> **Input for this task**:
[start]

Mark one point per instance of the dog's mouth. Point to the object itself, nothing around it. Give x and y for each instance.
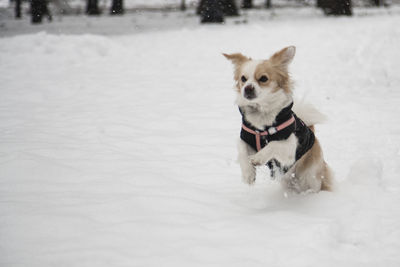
(249, 96)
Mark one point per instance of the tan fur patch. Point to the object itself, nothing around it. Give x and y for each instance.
(274, 74)
(238, 60)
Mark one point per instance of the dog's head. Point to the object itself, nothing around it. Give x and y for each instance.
(258, 81)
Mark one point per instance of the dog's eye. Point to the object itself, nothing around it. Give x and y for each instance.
(263, 79)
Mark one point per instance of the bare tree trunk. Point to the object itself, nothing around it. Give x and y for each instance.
(246, 4)
(183, 5)
(18, 9)
(210, 11)
(117, 7)
(37, 11)
(92, 7)
(229, 7)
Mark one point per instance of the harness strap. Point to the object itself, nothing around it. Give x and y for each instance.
(269, 131)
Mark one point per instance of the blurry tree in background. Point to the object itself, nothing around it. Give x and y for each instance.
(38, 10)
(92, 7)
(336, 7)
(228, 7)
(211, 11)
(117, 7)
(18, 9)
(183, 5)
(247, 4)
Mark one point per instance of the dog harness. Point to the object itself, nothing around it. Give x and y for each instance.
(286, 123)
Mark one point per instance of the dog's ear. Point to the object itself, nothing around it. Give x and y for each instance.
(284, 57)
(237, 58)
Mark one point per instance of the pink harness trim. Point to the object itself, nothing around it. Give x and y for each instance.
(270, 131)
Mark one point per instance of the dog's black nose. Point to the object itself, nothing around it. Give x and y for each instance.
(249, 92)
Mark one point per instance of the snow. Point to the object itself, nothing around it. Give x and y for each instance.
(120, 150)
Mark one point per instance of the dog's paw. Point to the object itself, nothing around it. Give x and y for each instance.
(256, 160)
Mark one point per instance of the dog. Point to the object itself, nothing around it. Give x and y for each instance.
(273, 132)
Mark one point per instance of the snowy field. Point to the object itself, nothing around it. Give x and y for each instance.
(120, 150)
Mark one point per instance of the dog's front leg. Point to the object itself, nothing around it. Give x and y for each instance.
(284, 151)
(248, 170)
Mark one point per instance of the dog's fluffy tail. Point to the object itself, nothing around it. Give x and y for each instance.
(308, 113)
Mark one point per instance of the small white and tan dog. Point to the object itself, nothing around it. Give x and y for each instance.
(272, 134)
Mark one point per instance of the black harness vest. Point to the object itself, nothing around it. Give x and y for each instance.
(304, 135)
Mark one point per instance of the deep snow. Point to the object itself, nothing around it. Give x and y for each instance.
(121, 150)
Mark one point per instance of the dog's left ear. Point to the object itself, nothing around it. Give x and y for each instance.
(284, 57)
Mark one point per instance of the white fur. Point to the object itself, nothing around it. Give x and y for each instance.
(261, 111)
(283, 151)
(248, 169)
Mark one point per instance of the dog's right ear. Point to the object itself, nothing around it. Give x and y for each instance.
(237, 58)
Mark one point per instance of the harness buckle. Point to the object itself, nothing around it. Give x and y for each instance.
(272, 130)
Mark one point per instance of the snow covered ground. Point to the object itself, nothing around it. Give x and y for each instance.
(120, 150)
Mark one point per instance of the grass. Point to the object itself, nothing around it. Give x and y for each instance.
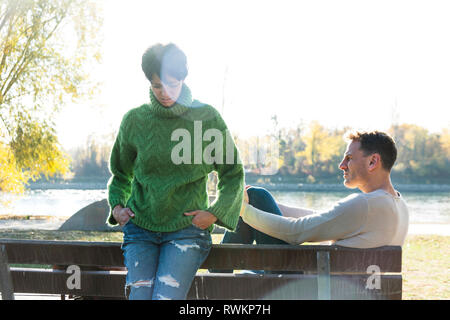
(425, 269)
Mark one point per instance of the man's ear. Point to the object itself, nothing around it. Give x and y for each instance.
(374, 161)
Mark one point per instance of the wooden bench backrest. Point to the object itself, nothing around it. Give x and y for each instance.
(226, 256)
(351, 285)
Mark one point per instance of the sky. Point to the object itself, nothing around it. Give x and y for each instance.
(360, 63)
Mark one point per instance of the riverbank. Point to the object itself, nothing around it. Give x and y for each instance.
(53, 223)
(425, 261)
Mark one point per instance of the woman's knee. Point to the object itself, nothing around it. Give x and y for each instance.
(258, 195)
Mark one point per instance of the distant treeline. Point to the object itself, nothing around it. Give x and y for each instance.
(309, 154)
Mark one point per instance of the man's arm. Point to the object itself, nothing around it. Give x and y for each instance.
(344, 220)
(294, 212)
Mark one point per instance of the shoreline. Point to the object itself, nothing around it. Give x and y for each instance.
(53, 223)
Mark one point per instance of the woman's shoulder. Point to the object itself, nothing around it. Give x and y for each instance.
(135, 113)
(204, 112)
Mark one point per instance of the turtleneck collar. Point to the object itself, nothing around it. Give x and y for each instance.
(181, 106)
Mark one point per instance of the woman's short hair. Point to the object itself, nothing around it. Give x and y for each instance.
(164, 60)
(377, 142)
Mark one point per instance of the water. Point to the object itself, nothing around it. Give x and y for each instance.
(425, 207)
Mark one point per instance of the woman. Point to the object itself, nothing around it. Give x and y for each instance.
(157, 191)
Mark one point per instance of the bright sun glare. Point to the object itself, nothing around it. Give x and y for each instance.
(357, 63)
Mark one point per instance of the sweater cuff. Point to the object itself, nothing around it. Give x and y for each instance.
(224, 218)
(113, 203)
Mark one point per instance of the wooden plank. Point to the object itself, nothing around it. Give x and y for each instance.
(290, 287)
(323, 275)
(92, 283)
(228, 256)
(212, 286)
(6, 284)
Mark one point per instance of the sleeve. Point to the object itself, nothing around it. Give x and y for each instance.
(230, 185)
(344, 220)
(294, 212)
(121, 165)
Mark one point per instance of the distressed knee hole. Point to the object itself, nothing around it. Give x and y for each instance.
(185, 247)
(141, 283)
(168, 280)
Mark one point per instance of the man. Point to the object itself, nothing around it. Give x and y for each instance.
(376, 217)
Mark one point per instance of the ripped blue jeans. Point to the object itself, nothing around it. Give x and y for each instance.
(162, 265)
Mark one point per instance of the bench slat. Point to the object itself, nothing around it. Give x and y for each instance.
(213, 286)
(228, 256)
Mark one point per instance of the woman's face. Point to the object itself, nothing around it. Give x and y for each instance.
(166, 92)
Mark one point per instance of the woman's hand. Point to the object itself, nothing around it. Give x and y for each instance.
(122, 215)
(245, 193)
(202, 219)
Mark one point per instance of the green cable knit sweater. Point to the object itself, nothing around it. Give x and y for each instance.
(160, 163)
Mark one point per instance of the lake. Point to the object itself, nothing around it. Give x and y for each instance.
(429, 205)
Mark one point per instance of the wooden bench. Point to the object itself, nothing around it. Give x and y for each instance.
(324, 272)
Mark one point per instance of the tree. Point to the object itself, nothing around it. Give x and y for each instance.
(46, 49)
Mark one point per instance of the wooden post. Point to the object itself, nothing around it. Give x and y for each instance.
(323, 275)
(6, 286)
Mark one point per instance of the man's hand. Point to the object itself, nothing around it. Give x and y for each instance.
(245, 200)
(202, 219)
(122, 215)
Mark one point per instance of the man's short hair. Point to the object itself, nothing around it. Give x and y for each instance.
(164, 60)
(377, 142)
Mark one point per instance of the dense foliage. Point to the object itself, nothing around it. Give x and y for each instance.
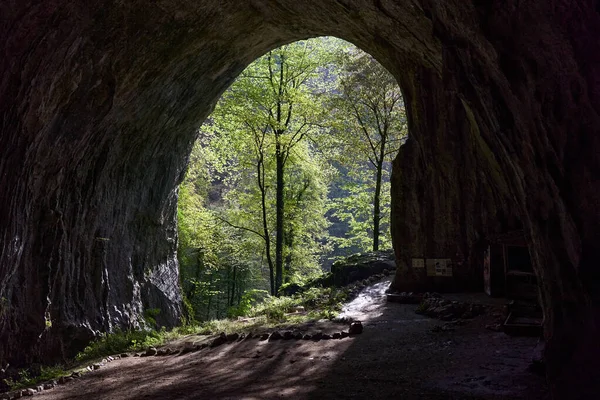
(291, 168)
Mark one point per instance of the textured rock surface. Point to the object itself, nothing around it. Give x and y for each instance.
(100, 101)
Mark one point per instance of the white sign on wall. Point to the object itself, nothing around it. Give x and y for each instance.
(439, 267)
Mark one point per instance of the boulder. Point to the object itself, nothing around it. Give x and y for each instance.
(356, 328)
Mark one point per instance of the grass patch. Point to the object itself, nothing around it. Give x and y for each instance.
(29, 378)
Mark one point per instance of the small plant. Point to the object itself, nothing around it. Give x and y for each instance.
(28, 378)
(150, 315)
(122, 341)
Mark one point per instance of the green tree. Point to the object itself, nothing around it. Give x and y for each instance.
(269, 114)
(371, 123)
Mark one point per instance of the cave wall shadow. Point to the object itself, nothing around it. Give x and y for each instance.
(101, 104)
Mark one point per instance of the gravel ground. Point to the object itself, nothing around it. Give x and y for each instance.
(399, 356)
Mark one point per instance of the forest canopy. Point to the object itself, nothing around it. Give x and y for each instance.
(290, 171)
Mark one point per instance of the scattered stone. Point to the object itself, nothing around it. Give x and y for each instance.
(356, 328)
(219, 340)
(288, 335)
(162, 352)
(65, 379)
(494, 327)
(187, 349)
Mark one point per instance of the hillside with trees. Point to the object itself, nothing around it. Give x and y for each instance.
(290, 171)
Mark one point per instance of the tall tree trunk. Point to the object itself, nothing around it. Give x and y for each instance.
(279, 205)
(233, 282)
(377, 206)
(377, 198)
(263, 198)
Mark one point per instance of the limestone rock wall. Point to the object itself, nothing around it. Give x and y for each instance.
(100, 101)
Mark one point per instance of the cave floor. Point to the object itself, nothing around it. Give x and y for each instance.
(400, 355)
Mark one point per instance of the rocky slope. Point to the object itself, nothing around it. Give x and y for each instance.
(100, 102)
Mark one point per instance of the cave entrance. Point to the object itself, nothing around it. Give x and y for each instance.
(101, 103)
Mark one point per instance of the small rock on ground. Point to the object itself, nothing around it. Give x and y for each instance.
(356, 328)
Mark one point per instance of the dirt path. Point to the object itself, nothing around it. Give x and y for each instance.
(397, 357)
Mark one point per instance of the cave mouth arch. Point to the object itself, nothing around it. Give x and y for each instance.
(100, 104)
(297, 107)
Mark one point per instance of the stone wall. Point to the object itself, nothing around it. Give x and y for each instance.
(100, 102)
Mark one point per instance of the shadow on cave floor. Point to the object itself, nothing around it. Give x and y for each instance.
(397, 356)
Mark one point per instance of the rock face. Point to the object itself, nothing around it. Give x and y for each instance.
(100, 102)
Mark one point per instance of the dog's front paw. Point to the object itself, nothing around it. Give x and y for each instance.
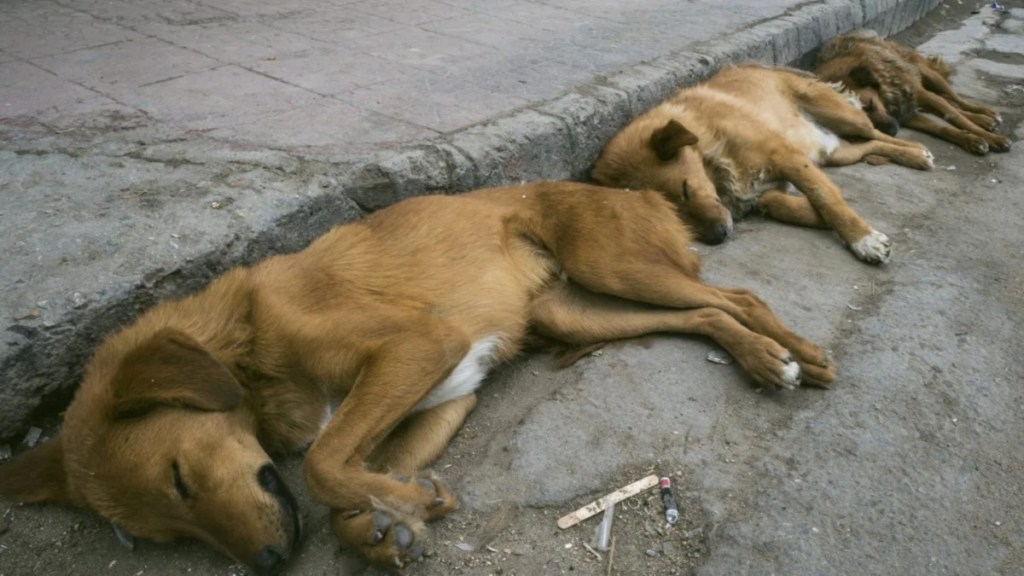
(997, 142)
(383, 535)
(973, 144)
(441, 501)
(769, 364)
(876, 248)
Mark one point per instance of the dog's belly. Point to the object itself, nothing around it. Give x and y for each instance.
(814, 140)
(464, 379)
(467, 376)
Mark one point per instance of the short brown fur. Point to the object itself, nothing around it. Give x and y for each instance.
(169, 433)
(900, 87)
(733, 144)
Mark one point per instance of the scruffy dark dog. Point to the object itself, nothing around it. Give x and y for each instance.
(899, 87)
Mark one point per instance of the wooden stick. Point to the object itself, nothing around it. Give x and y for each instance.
(598, 505)
(611, 557)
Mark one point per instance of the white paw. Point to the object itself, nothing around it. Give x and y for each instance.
(791, 375)
(873, 248)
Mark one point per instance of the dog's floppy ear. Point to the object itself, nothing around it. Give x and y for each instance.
(862, 77)
(172, 369)
(37, 476)
(667, 140)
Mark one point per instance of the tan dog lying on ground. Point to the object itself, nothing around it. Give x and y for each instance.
(900, 87)
(741, 138)
(395, 320)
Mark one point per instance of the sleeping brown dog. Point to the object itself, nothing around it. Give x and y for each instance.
(370, 344)
(900, 87)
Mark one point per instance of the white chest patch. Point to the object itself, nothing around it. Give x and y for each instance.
(827, 142)
(466, 377)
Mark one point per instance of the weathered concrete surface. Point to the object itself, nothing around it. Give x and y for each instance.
(911, 465)
(145, 147)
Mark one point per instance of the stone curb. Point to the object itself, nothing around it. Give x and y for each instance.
(554, 139)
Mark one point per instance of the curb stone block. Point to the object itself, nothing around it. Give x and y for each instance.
(524, 147)
(592, 119)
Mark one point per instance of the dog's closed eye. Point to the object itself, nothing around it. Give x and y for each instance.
(179, 484)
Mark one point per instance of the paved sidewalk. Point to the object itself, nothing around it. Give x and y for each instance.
(146, 146)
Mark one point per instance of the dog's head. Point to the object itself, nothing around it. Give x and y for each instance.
(663, 155)
(160, 442)
(864, 84)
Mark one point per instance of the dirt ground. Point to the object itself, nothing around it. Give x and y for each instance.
(501, 530)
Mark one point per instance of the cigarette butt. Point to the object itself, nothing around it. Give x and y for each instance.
(671, 511)
(598, 505)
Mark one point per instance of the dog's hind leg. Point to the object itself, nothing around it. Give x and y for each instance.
(965, 139)
(851, 153)
(377, 515)
(938, 106)
(866, 243)
(829, 109)
(784, 207)
(574, 315)
(980, 115)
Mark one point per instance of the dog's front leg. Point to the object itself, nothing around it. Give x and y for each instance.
(380, 516)
(866, 243)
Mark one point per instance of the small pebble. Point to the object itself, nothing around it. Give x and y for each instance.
(719, 357)
(33, 437)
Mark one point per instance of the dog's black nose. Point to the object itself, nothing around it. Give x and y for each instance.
(890, 126)
(717, 234)
(270, 481)
(269, 562)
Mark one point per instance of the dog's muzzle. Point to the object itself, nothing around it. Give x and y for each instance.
(270, 561)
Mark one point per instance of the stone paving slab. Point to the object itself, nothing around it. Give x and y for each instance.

[end]

> **Description of the task**:
Every line from the one containing "Mark one point per instance of the small pebble." through the last line of the entries must be written out verbatim, and no other line.

> **Result for this task**:
Mark one point per instance of the small pebble. Point to the object itself, nothing around it. Give x and y for each instance.
(719, 357)
(33, 437)
Mark one point per instance of the dog's black nose. Point to the object itself, nothing around it. Give x and y for each instance.
(890, 126)
(717, 234)
(270, 481)
(269, 562)
Mark one point per instance of the dog's muzzle. Point to the object itself, nothing around it. Give x and y for each instance.
(270, 561)
Mark one point per instance of the stone paving slab. Point to the object itself, nothing around it. Give x and y for each instance.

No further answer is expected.